Requirement:
Each record below must be returned exactly as shown.
___
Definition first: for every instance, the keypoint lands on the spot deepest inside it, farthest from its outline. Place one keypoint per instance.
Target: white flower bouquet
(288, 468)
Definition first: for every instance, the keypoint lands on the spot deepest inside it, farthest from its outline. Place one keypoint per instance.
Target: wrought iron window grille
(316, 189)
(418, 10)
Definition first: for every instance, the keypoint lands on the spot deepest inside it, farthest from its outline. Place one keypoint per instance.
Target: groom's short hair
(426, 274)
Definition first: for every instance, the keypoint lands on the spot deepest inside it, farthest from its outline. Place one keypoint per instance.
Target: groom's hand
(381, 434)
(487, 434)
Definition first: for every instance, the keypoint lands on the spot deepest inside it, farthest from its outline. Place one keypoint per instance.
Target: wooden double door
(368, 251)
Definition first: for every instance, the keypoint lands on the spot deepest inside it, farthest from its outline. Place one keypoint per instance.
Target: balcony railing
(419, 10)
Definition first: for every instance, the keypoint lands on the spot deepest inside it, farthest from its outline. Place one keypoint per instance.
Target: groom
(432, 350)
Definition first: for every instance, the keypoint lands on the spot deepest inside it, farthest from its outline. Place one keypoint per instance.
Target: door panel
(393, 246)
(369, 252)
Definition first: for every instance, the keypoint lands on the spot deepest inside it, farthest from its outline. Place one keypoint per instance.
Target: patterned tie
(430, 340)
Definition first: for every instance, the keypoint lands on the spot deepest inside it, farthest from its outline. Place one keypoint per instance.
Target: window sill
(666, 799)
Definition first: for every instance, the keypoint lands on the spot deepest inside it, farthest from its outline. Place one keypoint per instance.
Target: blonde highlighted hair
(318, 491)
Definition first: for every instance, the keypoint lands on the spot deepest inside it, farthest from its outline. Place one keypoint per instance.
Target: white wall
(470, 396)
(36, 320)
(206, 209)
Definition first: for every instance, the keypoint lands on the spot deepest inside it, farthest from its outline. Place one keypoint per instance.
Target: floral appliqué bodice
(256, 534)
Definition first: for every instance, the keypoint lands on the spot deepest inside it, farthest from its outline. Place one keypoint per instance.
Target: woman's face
___
Solution for this problem:
Definition first: for every instance, the keypoint lands on the spot deepest inside it, farthest from its outline. Place one keypoint per instance.
Target: white flower bouquet
(288, 468)
Definition first: for every instance, the keypoint lands on the spot deepest inside it, farthest from its outline. Place one keypoint per instance.
Target: wrought iron window grille
(316, 189)
(418, 10)
Definition first: for every instance, the keypoint lands on the spot deepest inside it, farthest from its outline. Place one keypoint per instance.
Target: groom's short hair
(426, 274)
Definition first: for every instance, the keypoint lands on the spot deepest inside it, farthest from its outline. Place one keypoint per instance.
Target: groom's hand
(381, 434)
(487, 434)
Definition first: for every instance, the keypoint lands on the spot deepest inside it, farthest from its outline. Place one keypoint per instance.
Target: wooden double door
(368, 251)
Definition first: for every instance, the keypoint lands on the spot deepest inside it, farthest from its outline. Place one keypoint per instance.
Target: balcony railing
(419, 10)
Definition first: for every instance, the keypoint lands on the spot deepest inside it, farthest from its outline. Place one keypoint per instance.
Target: groom
(432, 350)
Definition first: for every instance, the keypoint lands on the spot deepest inside it, farthest from its outline. Place one keypoint per instance.
Target: door panel
(393, 246)
(369, 252)
Definition first: for every instance, the keypoint lands on the spot deepest inside it, farthest from its outline. Place one keypoint per instance.
Target: patterned tie
(430, 340)
Definition first: for every instance, the keypoint lands on the spot deepest inside it, farthest from its outline. Place one keypoint per instance.
Target: window sill
(666, 799)
Definition first: for every instance, the keypoint lands on the spot deepest inside it, farthest from its outline. Place one keypoint per instance.
Target: blonde highlighted hair
(318, 491)
Definition first: for every instance, the keypoint lands on the spot deepest inside it, farthest from its outline. Place one keypoint per instance.
Target: white wall
(470, 396)
(36, 320)
(206, 209)
Definition first: for every instance, the keypoint lands on the spot deepest inside it, farthest from its outline. Place one keypoint per instance.
Target: floral appliqué bodice
(256, 534)
Definition first: for every instance, the keypoint lands on the spot deepest inside it, farthest from its outline. Place one keypoint per instance.
Target: woman's face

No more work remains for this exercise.